## Work to do
Starting at the line that contains "Keypoint placement: for each instance of the green foliage, put" and ending at the last line of the material, reproduce every line, requests included, with each pixel coordinate in the answers scaled by 0.6 and rounded to a whole number, halves rounding up. Leave the wording of the requests unchanged.
--- --- ---
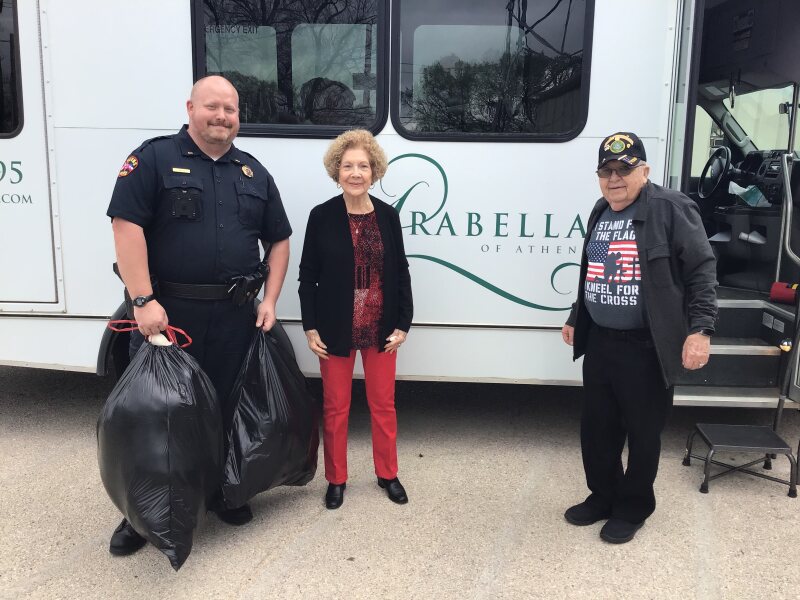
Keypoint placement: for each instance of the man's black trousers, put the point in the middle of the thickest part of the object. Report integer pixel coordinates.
(624, 398)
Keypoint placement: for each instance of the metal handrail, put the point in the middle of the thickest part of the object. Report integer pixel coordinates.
(788, 209)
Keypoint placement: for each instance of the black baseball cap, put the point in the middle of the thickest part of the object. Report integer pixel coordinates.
(623, 146)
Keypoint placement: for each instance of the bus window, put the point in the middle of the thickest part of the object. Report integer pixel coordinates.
(707, 138)
(508, 69)
(10, 96)
(304, 66)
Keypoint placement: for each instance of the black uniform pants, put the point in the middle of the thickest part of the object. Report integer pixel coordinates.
(221, 334)
(625, 398)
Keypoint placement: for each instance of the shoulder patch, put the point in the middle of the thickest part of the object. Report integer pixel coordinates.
(128, 166)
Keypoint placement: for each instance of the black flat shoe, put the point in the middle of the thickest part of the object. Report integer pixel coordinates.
(394, 489)
(125, 540)
(617, 531)
(586, 514)
(335, 495)
(235, 516)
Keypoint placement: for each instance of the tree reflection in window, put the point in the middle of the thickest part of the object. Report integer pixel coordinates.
(296, 61)
(506, 67)
(10, 108)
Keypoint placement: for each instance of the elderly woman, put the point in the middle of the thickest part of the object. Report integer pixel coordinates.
(355, 294)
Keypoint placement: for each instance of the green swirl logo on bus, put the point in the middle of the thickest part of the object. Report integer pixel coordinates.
(488, 228)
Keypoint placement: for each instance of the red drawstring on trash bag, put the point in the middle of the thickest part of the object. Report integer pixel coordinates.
(124, 325)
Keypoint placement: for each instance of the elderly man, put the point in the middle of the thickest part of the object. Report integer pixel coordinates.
(189, 210)
(645, 310)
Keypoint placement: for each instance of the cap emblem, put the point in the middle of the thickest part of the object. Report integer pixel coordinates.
(617, 143)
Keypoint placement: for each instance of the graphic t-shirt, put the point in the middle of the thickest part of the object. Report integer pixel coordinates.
(612, 290)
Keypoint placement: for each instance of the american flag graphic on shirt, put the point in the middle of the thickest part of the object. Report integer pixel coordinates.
(613, 262)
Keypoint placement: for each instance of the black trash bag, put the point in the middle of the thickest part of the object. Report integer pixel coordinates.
(274, 437)
(159, 446)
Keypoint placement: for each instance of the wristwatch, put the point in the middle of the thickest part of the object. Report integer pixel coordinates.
(140, 301)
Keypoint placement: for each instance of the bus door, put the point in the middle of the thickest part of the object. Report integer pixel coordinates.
(30, 266)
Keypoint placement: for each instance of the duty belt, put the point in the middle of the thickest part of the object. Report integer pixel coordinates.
(192, 291)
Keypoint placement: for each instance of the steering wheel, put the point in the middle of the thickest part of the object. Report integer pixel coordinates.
(715, 170)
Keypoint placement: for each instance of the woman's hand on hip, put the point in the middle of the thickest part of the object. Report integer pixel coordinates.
(395, 340)
(316, 345)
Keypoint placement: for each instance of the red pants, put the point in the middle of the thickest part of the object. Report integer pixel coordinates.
(337, 385)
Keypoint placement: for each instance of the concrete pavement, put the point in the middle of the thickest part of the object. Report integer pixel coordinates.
(489, 470)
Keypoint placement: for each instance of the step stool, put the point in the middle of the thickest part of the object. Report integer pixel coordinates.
(756, 439)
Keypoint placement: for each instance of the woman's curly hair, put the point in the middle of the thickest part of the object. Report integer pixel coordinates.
(355, 138)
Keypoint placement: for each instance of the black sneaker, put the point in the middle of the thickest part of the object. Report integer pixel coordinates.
(235, 516)
(125, 540)
(617, 531)
(586, 514)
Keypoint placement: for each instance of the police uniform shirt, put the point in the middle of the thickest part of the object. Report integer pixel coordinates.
(612, 290)
(202, 219)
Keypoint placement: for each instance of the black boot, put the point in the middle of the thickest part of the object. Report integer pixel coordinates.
(335, 495)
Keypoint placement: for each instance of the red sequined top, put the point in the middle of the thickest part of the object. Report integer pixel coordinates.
(368, 296)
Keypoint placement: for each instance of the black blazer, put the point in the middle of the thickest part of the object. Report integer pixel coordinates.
(327, 275)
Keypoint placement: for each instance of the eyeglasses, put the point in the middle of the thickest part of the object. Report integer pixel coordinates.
(622, 171)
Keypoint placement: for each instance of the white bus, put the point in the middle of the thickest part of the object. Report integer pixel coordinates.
(491, 112)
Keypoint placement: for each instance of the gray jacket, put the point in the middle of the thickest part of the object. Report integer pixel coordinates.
(678, 274)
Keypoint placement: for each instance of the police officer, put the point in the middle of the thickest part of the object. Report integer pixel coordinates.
(188, 211)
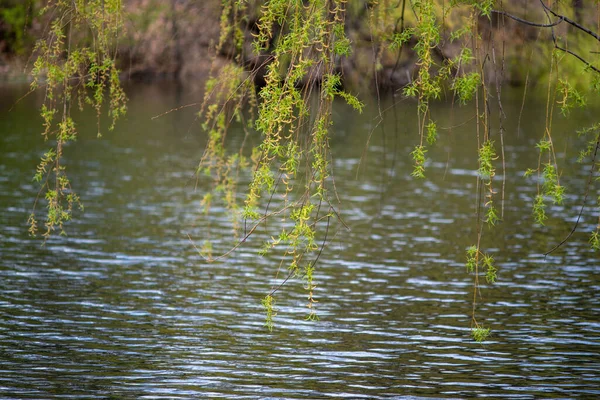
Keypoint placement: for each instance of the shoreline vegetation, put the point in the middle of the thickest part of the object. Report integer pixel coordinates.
(270, 57)
(176, 40)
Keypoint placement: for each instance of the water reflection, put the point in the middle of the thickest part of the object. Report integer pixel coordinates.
(124, 307)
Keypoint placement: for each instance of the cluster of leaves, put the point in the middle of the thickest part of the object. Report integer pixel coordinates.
(292, 139)
(73, 69)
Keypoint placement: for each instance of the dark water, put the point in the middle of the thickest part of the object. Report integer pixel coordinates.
(124, 307)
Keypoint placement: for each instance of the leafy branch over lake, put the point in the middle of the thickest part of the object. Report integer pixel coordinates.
(283, 89)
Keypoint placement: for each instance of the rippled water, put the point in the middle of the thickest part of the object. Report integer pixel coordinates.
(123, 306)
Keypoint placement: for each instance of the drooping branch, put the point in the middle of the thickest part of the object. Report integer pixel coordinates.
(561, 18)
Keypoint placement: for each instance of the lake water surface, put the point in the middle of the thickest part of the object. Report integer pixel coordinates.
(124, 307)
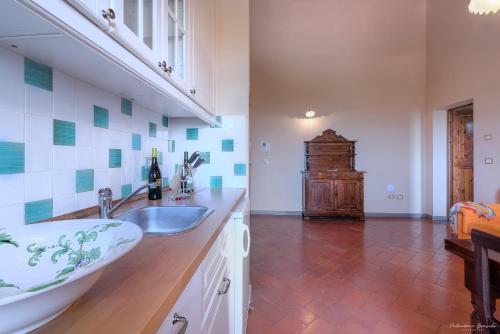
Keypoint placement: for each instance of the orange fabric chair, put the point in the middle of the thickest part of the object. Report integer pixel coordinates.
(466, 219)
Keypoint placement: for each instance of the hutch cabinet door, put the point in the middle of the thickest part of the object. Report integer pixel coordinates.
(320, 194)
(348, 195)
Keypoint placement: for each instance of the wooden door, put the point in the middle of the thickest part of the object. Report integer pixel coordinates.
(461, 155)
(348, 195)
(320, 194)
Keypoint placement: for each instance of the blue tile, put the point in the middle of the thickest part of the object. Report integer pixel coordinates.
(206, 157)
(126, 190)
(38, 210)
(101, 117)
(166, 183)
(216, 182)
(11, 158)
(64, 133)
(115, 158)
(136, 142)
(171, 145)
(126, 107)
(218, 122)
(227, 145)
(144, 173)
(84, 180)
(192, 134)
(240, 169)
(37, 74)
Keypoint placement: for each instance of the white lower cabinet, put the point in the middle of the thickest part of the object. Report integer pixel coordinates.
(205, 306)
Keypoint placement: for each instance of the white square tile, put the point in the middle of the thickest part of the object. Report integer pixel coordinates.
(12, 87)
(64, 183)
(84, 135)
(12, 127)
(85, 158)
(12, 186)
(64, 158)
(64, 97)
(39, 101)
(86, 200)
(39, 129)
(38, 157)
(64, 205)
(12, 215)
(38, 186)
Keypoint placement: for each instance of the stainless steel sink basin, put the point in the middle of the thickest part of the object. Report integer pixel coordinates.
(166, 220)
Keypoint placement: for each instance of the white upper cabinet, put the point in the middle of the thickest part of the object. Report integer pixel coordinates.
(202, 52)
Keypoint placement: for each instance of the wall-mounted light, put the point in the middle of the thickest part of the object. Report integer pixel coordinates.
(484, 6)
(310, 113)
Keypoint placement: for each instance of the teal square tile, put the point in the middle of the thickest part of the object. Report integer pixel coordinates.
(144, 173)
(38, 211)
(126, 190)
(192, 134)
(101, 117)
(166, 183)
(37, 74)
(11, 158)
(216, 182)
(115, 158)
(218, 122)
(126, 107)
(240, 169)
(171, 145)
(84, 180)
(64, 133)
(136, 142)
(227, 145)
(152, 130)
(206, 157)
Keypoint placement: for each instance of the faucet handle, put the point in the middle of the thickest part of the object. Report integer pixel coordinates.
(105, 200)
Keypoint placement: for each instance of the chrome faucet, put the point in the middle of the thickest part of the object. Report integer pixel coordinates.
(105, 200)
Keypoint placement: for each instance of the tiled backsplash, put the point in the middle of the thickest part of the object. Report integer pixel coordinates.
(61, 140)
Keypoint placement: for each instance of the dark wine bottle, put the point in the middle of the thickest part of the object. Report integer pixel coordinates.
(154, 178)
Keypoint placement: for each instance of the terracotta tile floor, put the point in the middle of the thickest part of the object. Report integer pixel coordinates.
(381, 276)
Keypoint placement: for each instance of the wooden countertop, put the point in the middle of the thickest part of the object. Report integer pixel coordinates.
(135, 293)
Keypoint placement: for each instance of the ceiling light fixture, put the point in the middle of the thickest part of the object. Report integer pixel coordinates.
(310, 113)
(484, 6)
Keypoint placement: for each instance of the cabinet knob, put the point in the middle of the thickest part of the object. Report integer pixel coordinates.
(183, 321)
(108, 14)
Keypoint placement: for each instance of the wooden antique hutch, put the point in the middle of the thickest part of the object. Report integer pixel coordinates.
(331, 185)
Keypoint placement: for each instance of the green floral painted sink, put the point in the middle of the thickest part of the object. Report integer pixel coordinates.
(45, 267)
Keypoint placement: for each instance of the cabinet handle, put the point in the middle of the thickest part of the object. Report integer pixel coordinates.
(108, 14)
(227, 283)
(183, 320)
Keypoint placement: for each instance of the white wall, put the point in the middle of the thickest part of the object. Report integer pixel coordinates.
(361, 65)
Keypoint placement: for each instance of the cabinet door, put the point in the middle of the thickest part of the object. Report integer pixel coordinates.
(136, 26)
(348, 195)
(202, 53)
(319, 194)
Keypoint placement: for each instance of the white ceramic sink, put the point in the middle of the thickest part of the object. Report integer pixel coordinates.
(46, 267)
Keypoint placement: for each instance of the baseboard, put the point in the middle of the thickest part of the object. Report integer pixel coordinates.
(275, 213)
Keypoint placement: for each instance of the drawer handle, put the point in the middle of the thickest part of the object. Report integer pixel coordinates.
(227, 283)
(183, 320)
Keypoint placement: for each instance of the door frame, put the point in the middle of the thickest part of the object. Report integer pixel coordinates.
(449, 149)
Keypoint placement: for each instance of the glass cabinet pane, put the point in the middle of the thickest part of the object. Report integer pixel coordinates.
(131, 15)
(147, 23)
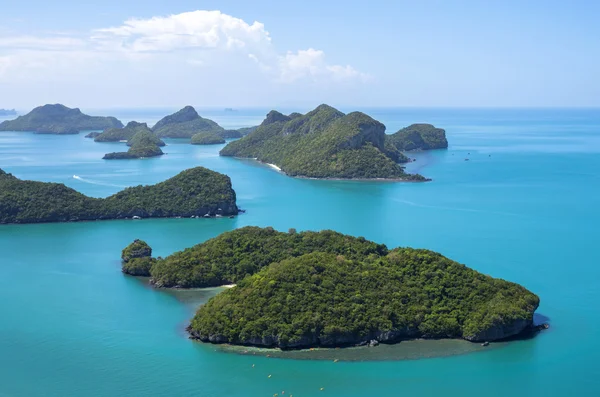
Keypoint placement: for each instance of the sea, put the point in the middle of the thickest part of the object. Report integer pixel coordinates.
(515, 196)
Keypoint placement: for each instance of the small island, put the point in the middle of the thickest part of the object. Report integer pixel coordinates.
(197, 192)
(207, 138)
(324, 144)
(119, 134)
(184, 124)
(418, 137)
(58, 119)
(326, 289)
(143, 144)
(8, 112)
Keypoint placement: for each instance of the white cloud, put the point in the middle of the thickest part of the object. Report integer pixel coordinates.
(169, 50)
(311, 63)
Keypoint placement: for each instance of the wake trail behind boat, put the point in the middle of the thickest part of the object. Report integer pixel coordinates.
(96, 182)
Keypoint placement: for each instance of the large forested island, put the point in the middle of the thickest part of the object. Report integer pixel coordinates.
(324, 143)
(184, 124)
(119, 134)
(195, 192)
(58, 119)
(297, 290)
(143, 144)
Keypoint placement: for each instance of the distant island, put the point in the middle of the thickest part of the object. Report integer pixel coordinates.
(418, 137)
(143, 144)
(326, 289)
(119, 134)
(8, 112)
(58, 119)
(184, 124)
(207, 138)
(324, 143)
(187, 122)
(196, 192)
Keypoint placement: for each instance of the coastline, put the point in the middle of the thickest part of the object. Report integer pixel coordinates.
(278, 169)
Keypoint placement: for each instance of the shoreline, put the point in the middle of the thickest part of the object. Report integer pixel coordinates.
(278, 169)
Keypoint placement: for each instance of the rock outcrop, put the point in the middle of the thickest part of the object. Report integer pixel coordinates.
(58, 119)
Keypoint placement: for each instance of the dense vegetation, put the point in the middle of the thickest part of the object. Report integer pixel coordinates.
(329, 289)
(143, 144)
(418, 137)
(58, 119)
(324, 143)
(194, 192)
(120, 134)
(184, 124)
(207, 138)
(137, 259)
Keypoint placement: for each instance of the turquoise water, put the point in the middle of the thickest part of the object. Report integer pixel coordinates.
(523, 208)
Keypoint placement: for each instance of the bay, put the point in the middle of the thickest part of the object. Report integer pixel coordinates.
(523, 208)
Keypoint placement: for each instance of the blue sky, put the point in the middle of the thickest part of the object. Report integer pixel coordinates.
(376, 53)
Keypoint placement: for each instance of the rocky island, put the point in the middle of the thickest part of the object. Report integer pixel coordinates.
(119, 134)
(207, 138)
(8, 112)
(185, 124)
(58, 119)
(324, 143)
(418, 137)
(195, 192)
(143, 144)
(310, 289)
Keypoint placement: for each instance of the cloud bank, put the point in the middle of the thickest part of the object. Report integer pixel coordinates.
(208, 52)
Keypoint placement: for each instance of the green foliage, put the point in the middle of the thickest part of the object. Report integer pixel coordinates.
(184, 124)
(352, 291)
(142, 145)
(207, 138)
(323, 143)
(234, 255)
(194, 192)
(137, 249)
(139, 266)
(121, 134)
(58, 119)
(418, 137)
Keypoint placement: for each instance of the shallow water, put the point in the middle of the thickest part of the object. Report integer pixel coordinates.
(523, 208)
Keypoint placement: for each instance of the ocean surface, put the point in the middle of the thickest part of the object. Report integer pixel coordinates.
(525, 207)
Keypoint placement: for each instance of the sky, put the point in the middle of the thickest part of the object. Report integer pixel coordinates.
(240, 53)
--- --- ---
## Response to this exercise
Keypoint placement: for each instance of the green foliage, put the point in the middle of the thickest part of the object. Report integer pixel coordinates.
(110, 74)
(211, 175)
(85, 87)
(124, 83)
(194, 86)
(140, 153)
(116, 115)
(82, 149)
(83, 160)
(73, 80)
(35, 71)
(251, 82)
Keypoint placement: for each instance of the shallow water, put the point in the middle of the thickest part of the object. Report integer pixel coordinates.
(314, 125)
Keypoint placement: for each instance of the ocean surface, put the point in the middle of the thickest part of the object. Report integer pixel coordinates.
(315, 124)
Keypoint placement: for each instance of the sky, put the point in the middle of the thickest part of the object. Report integer pixel coordinates.
(144, 32)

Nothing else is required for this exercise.